#### EXTRAIT PROPOSÉ:
La F.M. est une assemblée d’hommes (et de femmes désormais) éclairés, unis pour s’instruire et pour participer à l’amélioration intellectuelle, spirituelle et morale de l’humanité.

Louables intentions mais par quels moyens :

Tous et toutes d’accord pour ce qui est de la progression intellectuelle des frères (et sœurs).

Pour ce qui est de la recherche spirituelle, nous pouvons dire qu’elle est essentielle dans une obédience comme la Grande Loge Nationale Française alors que le Grand Orient de France privilégie une recherche sociétale. Cette obédience a participé à l’élaboration de certaines lois, comme l’interruption volontaire de grossesse, pour ne citer que celle-là.

Revenons à cette image bien connue du tailleur de pierre qui est emblématique du franc-maçon, pourquoi.

#### EXERCICES À RÉALISER:
1. Les affirmations suivantes concordent-elles avec l'extrait sur la franc-maçonnerie ? Pour chacune, répondez par oui ou par non et citez mot pour mot les termes décisifs de l'extrait.
(a) La Grande Loge Nationale Française privilégie une recherche sociétale.
(b) La recherche spirituelle est essentielle dans la Grande Loge Nationale Française.
(c) Le tailleur de pierre est présenté comme une image emblématique du franc-maçon.
2. Poursuivez l'extrait sur la franc-maçonnerie à partir de sa dernière phrase.
Les entrées qui suivent n'ont aucun lien avec l'extrait sur la franc-maçonnerie.

Entrées de données enregistrées:
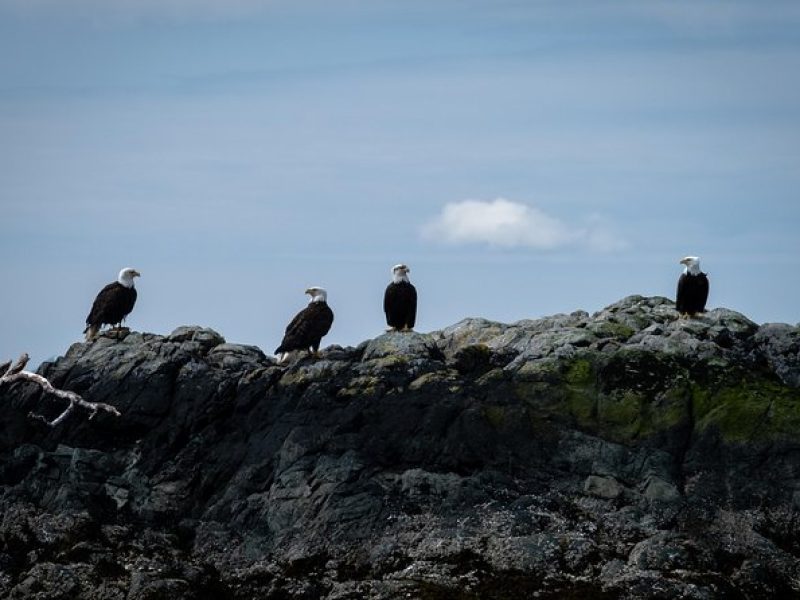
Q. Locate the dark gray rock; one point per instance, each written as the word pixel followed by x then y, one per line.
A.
pixel 626 454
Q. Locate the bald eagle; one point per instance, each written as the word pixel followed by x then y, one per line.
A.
pixel 114 302
pixel 306 330
pixel 692 288
pixel 400 301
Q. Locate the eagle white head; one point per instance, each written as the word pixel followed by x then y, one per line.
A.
pixel 692 264
pixel 126 276
pixel 317 294
pixel 400 273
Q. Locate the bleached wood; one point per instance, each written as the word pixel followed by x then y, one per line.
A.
pixel 16 372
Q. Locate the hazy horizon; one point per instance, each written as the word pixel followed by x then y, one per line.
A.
pixel 523 159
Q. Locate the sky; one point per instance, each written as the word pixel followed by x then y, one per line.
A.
pixel 524 158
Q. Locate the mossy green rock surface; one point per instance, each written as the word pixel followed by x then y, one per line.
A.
pixel 624 454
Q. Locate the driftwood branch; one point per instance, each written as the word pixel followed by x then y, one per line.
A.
pixel 16 372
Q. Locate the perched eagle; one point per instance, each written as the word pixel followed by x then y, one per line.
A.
pixel 692 288
pixel 308 327
pixel 113 303
pixel 400 301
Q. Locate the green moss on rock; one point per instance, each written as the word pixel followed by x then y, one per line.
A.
pixel 753 409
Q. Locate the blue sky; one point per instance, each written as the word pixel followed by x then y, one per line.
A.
pixel 524 158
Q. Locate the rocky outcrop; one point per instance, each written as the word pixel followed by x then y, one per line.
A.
pixel 625 454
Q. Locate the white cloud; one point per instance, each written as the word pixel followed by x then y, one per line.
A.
pixel 510 224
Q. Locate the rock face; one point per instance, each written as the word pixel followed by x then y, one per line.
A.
pixel 626 454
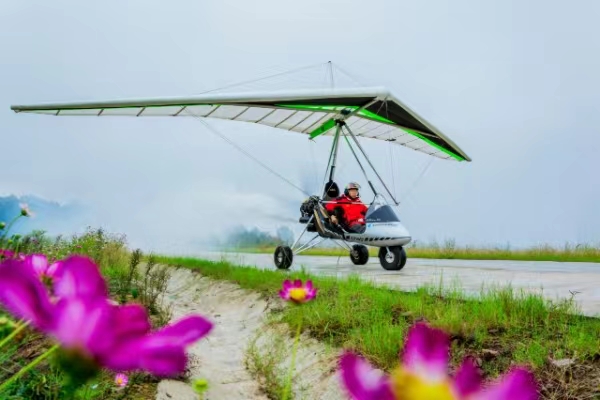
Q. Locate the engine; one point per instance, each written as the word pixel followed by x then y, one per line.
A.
pixel 307 208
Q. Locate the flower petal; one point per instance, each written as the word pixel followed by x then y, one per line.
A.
pixel 519 384
pixel 287 284
pixel 468 379
pixel 23 294
pixel 164 360
pixel 284 294
pixel 84 323
pixel 426 352
pixel 363 382
pixel 78 276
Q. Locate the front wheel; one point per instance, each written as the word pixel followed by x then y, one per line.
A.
pixel 392 258
pixel 283 257
pixel 359 254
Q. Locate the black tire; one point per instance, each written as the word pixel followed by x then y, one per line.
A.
pixel 395 260
pixel 362 254
pixel 283 257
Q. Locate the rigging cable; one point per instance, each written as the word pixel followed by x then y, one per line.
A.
pixel 417 180
pixel 215 131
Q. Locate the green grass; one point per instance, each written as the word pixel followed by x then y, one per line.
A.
pixel 503 326
pixel 578 253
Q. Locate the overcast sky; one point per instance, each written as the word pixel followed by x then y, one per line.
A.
pixel 513 83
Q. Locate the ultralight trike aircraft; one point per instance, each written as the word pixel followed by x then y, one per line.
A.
pixel 346 114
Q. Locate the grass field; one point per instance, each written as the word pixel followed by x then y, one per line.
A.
pixel 573 253
pixel 501 328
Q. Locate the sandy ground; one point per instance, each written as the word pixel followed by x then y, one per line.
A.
pixel 241 334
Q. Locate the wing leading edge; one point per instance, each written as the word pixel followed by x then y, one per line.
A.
pixel 375 114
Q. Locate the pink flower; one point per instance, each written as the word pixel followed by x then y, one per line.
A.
pixel 82 319
pixel 297 292
pixel 40 265
pixel 121 380
pixel 25 211
pixel 6 254
pixel 423 375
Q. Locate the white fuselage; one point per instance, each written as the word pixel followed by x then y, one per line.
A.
pixel 382 234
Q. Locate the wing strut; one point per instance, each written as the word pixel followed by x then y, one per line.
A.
pixel 369 161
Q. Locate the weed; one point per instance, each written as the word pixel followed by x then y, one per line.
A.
pixel 500 326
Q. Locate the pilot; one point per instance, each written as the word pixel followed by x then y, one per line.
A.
pixel 348 210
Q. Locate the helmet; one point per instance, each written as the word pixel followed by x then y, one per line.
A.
pixel 351 185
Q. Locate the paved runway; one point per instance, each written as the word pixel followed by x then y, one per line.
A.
pixel 553 279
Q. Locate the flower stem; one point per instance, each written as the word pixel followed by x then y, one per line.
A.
pixel 29 366
pixel 288 385
pixel 14 333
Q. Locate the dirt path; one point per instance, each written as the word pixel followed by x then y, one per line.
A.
pixel 241 334
pixel 218 358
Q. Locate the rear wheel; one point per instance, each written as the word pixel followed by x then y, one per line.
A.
pixel 359 254
pixel 283 257
pixel 392 258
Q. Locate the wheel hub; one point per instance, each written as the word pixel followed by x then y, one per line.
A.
pixel 389 256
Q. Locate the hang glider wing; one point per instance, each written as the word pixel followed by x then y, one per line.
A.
pixel 374 113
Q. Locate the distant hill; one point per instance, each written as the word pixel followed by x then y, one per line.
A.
pixel 50 216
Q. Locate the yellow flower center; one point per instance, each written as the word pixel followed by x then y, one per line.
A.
pixel 298 294
pixel 408 386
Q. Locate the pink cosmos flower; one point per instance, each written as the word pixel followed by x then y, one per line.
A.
pixel 297 292
pixel 82 319
pixel 25 211
pixel 423 375
pixel 42 268
pixel 6 254
pixel 121 380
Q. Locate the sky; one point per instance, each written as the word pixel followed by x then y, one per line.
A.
pixel 513 83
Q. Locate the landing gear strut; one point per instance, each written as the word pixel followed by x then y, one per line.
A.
pixel 392 258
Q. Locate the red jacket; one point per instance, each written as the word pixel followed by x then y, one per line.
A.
pixel 354 209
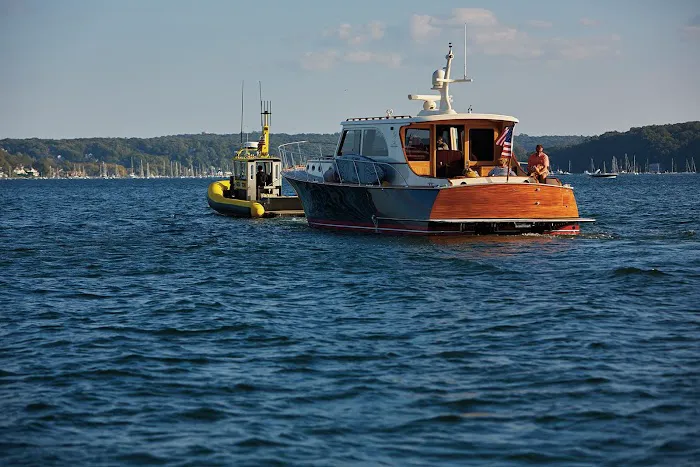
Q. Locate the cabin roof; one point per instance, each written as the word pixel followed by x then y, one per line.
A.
pixel 406 119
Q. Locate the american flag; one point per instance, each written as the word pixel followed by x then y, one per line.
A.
pixel 505 141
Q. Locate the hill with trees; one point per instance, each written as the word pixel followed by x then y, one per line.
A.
pixel 204 152
pixel 656 144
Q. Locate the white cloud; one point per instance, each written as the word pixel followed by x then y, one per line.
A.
pixel 391 60
pixel 539 24
pixel 472 16
pixel 491 37
pixel 582 49
pixel 355 35
pixel 589 22
pixel 324 60
pixel 422 27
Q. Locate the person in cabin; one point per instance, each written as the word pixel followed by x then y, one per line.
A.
pixel 231 192
pixel 260 180
pixel 538 164
pixel 502 169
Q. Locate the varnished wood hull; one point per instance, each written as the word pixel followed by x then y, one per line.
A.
pixel 471 209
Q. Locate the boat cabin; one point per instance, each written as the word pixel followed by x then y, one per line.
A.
pixel 434 147
pixel 255 177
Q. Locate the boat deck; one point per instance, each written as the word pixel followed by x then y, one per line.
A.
pixel 285 213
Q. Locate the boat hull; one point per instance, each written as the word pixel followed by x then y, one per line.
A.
pixel 505 208
pixel 231 207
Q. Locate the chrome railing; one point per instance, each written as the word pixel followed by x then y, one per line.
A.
pixel 296 153
pixel 355 172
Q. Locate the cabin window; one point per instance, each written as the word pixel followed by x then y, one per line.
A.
pixel 350 144
pixel 239 170
pixel 417 144
pixel 374 144
pixel 481 143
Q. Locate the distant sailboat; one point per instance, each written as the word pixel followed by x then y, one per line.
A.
pixel 604 173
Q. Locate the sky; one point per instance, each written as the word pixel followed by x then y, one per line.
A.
pixel 143 68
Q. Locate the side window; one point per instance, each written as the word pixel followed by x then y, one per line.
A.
pixel 481 144
pixel 374 144
pixel 417 144
pixel 350 143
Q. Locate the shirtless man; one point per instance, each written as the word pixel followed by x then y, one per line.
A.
pixel 538 164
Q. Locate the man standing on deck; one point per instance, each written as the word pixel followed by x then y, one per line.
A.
pixel 538 164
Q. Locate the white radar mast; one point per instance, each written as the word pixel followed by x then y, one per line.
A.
pixel 441 82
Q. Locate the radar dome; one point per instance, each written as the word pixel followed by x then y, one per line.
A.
pixel 438 74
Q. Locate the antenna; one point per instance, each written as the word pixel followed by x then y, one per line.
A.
pixel 261 107
pixel 242 86
pixel 465 50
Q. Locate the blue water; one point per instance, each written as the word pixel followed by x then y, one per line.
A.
pixel 139 327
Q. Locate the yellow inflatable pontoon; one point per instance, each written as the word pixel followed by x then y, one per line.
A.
pixel 230 206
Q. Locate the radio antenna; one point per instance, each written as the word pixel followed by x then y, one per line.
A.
pixel 242 86
pixel 465 50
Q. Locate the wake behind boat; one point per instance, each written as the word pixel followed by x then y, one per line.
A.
pixel 429 175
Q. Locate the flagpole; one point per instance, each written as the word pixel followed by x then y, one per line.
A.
pixel 510 158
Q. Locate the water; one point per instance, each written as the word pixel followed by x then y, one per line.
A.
pixel 139 327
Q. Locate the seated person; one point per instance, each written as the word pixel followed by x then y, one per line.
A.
pixel 538 164
pixel 470 173
pixel 502 169
pixel 260 177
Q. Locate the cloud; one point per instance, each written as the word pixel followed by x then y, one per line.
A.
pixel 391 60
pixel 327 59
pixel 356 35
pixel 589 22
pixel 471 16
pixel 324 60
pixel 422 27
pixel 539 24
pixel 491 37
pixel 582 49
pixel 346 49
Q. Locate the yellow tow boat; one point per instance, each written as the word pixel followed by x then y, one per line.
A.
pixel 255 188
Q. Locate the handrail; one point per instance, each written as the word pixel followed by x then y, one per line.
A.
pixel 358 182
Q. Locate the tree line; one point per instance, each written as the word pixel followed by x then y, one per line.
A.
pixel 649 144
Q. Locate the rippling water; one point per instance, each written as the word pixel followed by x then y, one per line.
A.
pixel 139 327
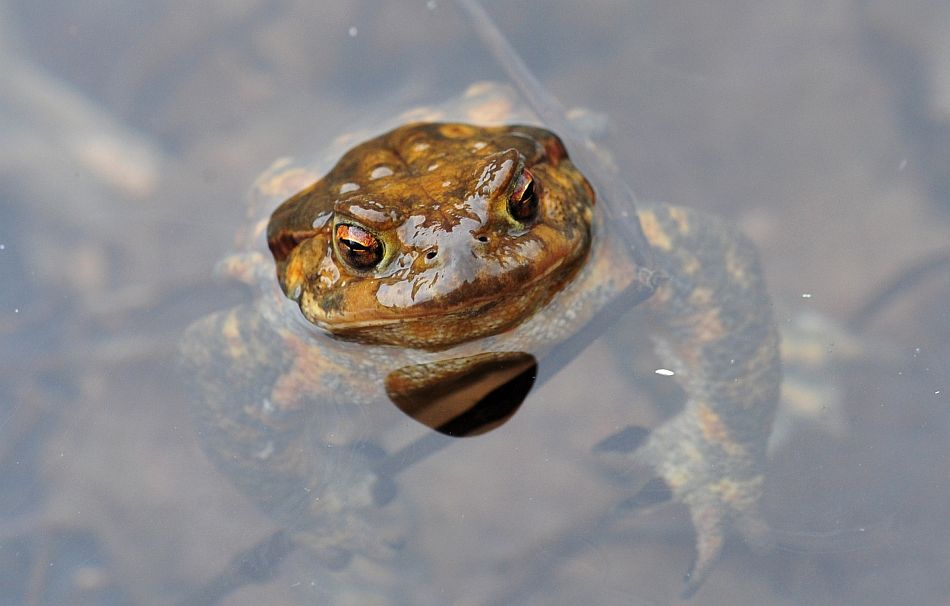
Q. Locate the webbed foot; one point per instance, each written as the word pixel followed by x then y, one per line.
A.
pixel 718 480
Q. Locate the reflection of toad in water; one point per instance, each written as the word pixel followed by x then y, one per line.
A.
pixel 431 247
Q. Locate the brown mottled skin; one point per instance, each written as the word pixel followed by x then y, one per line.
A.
pixel 448 267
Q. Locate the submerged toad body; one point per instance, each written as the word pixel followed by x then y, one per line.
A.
pixel 442 241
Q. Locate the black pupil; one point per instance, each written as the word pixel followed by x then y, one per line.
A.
pixel 360 248
pixel 523 204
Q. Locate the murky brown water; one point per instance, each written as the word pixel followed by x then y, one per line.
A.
pixel 131 134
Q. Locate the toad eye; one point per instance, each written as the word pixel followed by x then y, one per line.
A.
pixel 523 200
pixel 359 248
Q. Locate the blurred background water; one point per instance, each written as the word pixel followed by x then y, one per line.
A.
pixel 130 135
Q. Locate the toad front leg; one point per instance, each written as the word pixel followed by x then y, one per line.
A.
pixel 266 416
pixel 715 329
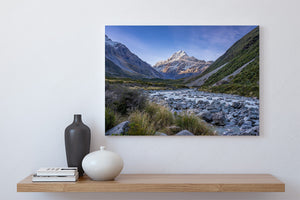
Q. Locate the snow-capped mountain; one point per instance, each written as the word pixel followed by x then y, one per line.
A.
pixel 181 65
pixel 121 62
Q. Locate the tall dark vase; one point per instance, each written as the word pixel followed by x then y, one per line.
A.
pixel 77 142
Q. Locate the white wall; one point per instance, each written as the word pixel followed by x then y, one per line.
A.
pixel 52 66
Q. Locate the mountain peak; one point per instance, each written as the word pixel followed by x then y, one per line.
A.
pixel 177 55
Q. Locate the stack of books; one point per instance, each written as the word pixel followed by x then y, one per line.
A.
pixel 53 174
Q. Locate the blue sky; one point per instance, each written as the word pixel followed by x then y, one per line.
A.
pixel 156 43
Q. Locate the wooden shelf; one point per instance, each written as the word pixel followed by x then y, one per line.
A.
pixel 162 183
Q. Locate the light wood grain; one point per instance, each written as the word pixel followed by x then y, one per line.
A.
pixel 162 183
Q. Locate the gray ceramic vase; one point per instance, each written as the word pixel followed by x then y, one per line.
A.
pixel 77 142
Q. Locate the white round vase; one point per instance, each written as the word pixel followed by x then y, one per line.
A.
pixel 102 165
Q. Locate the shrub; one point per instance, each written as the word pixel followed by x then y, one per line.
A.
pixel 110 119
pixel 160 115
pixel 193 124
pixel 123 100
pixel 140 124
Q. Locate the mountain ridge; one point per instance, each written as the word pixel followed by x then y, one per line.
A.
pixel 121 62
pixel 180 65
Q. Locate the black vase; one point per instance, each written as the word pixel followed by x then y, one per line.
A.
pixel 77 142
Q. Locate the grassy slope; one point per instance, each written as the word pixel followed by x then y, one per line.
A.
pixel 246 83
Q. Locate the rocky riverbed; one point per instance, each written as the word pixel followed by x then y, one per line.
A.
pixel 228 114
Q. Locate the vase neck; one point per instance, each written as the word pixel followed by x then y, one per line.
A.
pixel 77 119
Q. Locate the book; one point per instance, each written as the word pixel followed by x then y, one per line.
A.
pixel 36 178
pixel 57 171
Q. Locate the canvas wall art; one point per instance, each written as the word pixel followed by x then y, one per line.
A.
pixel 182 80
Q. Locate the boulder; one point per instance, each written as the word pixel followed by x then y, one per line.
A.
pixel 207 116
pixel 184 133
pixel 219 119
pixel 160 134
pixel 174 129
pixel 237 105
pixel 120 129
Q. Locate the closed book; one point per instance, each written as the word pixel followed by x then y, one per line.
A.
pixel 36 178
pixel 57 171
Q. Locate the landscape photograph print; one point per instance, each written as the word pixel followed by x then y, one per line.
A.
pixel 182 80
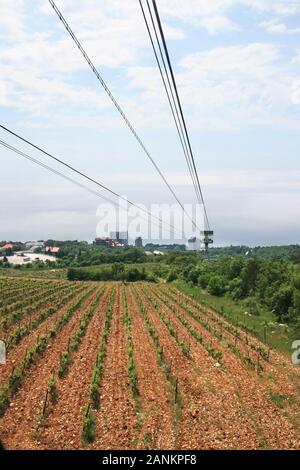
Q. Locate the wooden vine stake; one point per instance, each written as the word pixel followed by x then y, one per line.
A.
pixel 45 402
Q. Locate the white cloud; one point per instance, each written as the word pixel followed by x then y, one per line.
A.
pixel 237 87
pixel 275 27
pixel 218 24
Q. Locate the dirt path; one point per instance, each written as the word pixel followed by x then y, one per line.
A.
pixel 17 353
pixel 272 428
pixel 156 430
pixel 64 425
pixel 116 418
pixel 18 424
pixel 211 417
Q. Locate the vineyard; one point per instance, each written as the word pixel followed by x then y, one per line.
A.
pixel 114 365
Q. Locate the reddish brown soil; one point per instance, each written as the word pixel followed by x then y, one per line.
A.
pixel 116 418
pixel 157 413
pixel 64 424
pixel 228 407
pixel 273 429
pixel 19 422
pixel 19 351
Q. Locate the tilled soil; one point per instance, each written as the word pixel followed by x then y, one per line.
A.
pixel 218 406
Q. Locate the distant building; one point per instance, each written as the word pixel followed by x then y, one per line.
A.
pixel 158 253
pixel 54 250
pixel 8 246
pixel 119 237
pixel 194 244
pixel 138 242
pixel 102 241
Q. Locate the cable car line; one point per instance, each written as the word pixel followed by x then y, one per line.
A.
pixel 117 106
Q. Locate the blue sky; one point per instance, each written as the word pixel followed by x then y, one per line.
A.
pixel 237 65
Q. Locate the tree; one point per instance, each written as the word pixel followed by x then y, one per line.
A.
pixel 216 285
pixel 282 301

#### CORRIGÉ DES EXERCICES:
1.
(a) Non : « alors que le Grand Orient de France privilégie une recherche sociétale ».
(b) Oui : « elle est essentielle dans une obédience comme la Grande Loge Nationale Française ».
(c) Oui : « cette image bien connue du tailleur de pierre qui est emblématique du franc-maçon ».

2.
Parce que le franc-maçon se veut être tout à la fois le tailleur et la pierre, allégorie qui signifie qu’il va chercher, en lui-même, les   valeurs que ses sens lui ont peut-être fait perdre.

Et puisque j’ai parlé d’allégorie, je vous raconte celle du sculpteur et du jeune enfant qui passait chaque jour devant l’atelier de l’artisan occupé à tailler une grosse pierre brute. Le sculpteur après de nombreuses heures de travail, réalisa un magnifique cheval ; le jeune garçon lui posa alors la question : « Comment savais-tu qu’il y avait un cheval à l’intérieur ? ».

Le cheval du franc-maçon c’est sa spiritualité, certains diront, la pierre cachée ou plus souvent encore la pierre philosophale, pourquoi pas ?

Les moyens

Chassons tout de suite l’idée d’un dogme maçonnique, il n’y en a pas. La maçonnerie n’apprend rien à ses adeptes, elle leur apprend à apprendre en s’appuyant, aux trois premiers degrés d’apprenti, compagnon et maître, sur le symbolisme.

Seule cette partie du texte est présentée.